Pointing and labeling entries:
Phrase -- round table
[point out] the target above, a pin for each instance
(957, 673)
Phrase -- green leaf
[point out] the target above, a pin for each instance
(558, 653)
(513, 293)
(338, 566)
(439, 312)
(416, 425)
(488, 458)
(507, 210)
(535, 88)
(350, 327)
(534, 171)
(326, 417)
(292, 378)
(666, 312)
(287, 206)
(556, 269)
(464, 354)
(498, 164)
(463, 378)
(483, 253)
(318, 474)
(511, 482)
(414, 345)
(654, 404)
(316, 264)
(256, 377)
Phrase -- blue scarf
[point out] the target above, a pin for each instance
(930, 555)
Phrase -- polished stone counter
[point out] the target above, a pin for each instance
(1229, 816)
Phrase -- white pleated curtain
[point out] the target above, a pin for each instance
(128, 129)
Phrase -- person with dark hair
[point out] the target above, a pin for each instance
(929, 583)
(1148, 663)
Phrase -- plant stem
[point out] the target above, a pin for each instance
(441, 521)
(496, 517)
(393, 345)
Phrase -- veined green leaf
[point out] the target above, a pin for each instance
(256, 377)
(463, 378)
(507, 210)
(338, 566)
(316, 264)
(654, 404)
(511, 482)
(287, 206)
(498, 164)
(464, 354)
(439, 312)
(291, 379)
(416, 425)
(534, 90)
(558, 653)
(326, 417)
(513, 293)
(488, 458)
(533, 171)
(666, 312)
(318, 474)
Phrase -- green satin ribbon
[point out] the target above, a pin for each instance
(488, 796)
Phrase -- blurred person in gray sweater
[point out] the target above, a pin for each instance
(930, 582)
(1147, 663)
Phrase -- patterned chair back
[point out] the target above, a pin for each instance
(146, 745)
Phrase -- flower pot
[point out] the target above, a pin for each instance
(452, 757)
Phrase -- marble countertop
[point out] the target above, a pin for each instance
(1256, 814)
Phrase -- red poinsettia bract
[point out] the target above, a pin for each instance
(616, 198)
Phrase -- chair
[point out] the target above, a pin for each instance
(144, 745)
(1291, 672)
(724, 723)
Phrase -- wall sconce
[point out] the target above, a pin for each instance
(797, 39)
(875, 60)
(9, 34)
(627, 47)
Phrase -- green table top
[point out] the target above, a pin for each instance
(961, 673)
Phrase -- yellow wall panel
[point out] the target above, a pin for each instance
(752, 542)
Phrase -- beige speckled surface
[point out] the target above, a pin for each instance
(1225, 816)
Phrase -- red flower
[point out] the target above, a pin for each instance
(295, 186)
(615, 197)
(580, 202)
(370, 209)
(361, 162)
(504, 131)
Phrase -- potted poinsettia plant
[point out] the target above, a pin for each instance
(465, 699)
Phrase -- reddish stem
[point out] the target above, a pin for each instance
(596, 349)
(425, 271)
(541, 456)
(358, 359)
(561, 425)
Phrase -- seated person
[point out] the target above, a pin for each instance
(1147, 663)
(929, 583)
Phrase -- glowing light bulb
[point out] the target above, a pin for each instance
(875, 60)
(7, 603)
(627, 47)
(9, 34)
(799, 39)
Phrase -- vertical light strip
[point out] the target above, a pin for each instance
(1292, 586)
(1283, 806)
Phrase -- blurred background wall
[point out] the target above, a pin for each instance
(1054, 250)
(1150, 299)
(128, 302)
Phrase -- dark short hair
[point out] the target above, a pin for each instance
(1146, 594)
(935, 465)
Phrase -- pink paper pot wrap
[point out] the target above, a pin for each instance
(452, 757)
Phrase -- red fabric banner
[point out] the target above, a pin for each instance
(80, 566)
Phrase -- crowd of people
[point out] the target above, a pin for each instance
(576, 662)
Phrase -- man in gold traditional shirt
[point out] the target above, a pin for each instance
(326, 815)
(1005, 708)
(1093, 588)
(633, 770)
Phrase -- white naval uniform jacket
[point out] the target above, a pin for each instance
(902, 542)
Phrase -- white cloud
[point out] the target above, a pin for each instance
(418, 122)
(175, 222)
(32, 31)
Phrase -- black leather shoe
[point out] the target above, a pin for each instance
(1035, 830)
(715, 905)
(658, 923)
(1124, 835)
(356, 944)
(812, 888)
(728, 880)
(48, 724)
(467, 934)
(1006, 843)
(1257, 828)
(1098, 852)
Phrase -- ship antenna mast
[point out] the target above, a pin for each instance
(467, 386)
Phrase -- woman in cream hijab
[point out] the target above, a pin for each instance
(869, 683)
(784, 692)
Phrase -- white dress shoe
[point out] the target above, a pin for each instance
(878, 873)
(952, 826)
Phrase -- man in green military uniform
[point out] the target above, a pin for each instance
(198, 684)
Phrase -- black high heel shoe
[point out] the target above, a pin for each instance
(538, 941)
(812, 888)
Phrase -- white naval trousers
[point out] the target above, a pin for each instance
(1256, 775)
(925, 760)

TASK INSTRUCTIONS: Quote exactly what appears from the line containing "Phrase -- white naval uniform jacket" through the final line of the listing above, including both of those lines.

RESPONSE:
Phrase -- white naval uniform jacket
[point out] the target above, a pin for each instance
(902, 542)
Phrase -- white cloud
[point out] the target above, a pin for each instance
(418, 122)
(175, 222)
(32, 31)
Phrase -- black leather shoe
[point out] the target above, a pin for each instance
(1035, 830)
(715, 905)
(658, 923)
(1124, 835)
(356, 944)
(812, 888)
(728, 880)
(48, 724)
(467, 934)
(1006, 843)
(1257, 828)
(1098, 852)
Phrase -- ship antenna mast
[point out] the target above, a pin for each instance
(467, 386)
Phrase -- woman in cream hijab
[point out] the target above, a pin for each instance
(869, 683)
(784, 692)
Phrase -- white dress shoe
[point out] the target above, a pin for each instance
(878, 873)
(952, 826)
Phrase -- man in green military uniform
[point out] the target above, a pin for each instance
(198, 684)
Phrase -- black high heel shoe
[point out] the target above, a pin for each instance
(538, 941)
(812, 888)
Phrase -- white naval trousers
[point out] the target above, a pin for each instance
(1256, 775)
(925, 760)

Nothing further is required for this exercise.